Okay, time for the unpopular
opinion: I don’t like The Conjuring.
Everyone knows the spin-off sucks (update:
the reaction to Annabelle 2, released
the same weekend I’m editing and uploading this for later posting, has been
better), and I somewhat enjoyed the second film. But the original is just unenjoyable to me. My problems boil down to three things:
* I don’t buy Ed and Lorraine Warren
(Patrick Wilson and Vera Farmiga) or their worldview. It’s a black-and-white way of looking at the
world that kills my suspension of disbelief.
This is a personal thing, yes, but if God, the Devil, demons, and angels
are all real, I think they have more interesting things to do than knocking on
a door three times, over and over again, to mock their opposing faction.
*While the era was great at
producing horror movies, I find that horror movies set in the 1970s often don’t
work. It’s something about the hair and
the clothes. The entire world just looks
unreal to me, like a sitcom with no budget for wardrobe.
*More specific to this movie, we get
the parts of both a serious thriller and a B-movie. We spend most of the film building up with
investigation of the paranormal, and then get a cheesy, over-the-top CGI-fest
of a climax.

────────────────────

WHAT IS REQUIRED
In the post about The Conjuring, which actors play Ed and Lorraine Warren?

────────────────────

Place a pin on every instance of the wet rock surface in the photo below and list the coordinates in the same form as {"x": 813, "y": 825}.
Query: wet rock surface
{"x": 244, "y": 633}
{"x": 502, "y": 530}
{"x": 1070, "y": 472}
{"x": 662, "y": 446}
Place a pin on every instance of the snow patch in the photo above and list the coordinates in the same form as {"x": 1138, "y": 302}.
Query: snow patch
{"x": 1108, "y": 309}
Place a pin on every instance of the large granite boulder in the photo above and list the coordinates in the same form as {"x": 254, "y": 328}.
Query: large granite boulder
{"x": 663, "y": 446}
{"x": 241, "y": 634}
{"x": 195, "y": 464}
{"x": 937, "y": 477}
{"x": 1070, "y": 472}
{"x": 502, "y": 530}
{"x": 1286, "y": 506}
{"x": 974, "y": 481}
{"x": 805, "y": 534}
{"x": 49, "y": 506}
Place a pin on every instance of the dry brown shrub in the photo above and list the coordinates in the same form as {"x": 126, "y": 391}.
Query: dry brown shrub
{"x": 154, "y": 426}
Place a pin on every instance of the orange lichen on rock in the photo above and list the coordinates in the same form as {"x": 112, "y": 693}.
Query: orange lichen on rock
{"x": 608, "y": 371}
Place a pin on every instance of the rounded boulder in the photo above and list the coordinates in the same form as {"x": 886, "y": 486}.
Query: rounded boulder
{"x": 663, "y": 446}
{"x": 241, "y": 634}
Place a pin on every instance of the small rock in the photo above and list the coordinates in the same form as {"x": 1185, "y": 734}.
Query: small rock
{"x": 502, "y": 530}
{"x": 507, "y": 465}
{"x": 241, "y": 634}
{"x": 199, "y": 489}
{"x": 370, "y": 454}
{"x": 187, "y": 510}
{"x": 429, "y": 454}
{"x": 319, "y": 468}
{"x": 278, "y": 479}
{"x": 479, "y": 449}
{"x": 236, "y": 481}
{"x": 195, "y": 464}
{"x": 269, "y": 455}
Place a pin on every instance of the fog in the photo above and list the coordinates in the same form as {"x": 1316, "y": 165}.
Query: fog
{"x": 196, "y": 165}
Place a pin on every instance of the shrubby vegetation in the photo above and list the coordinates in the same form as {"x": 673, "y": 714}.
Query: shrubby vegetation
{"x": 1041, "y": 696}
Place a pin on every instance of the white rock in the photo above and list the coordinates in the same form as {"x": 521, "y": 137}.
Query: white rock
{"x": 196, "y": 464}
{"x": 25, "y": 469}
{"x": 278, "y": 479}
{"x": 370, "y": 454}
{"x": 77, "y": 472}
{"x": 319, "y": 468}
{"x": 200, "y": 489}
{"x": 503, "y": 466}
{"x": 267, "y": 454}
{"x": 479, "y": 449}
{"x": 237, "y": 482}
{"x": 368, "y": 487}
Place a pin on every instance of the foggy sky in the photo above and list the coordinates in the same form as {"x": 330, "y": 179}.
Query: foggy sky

────────────────────

RESULT BELOW
Patrick Wilson and Vera Farmiga.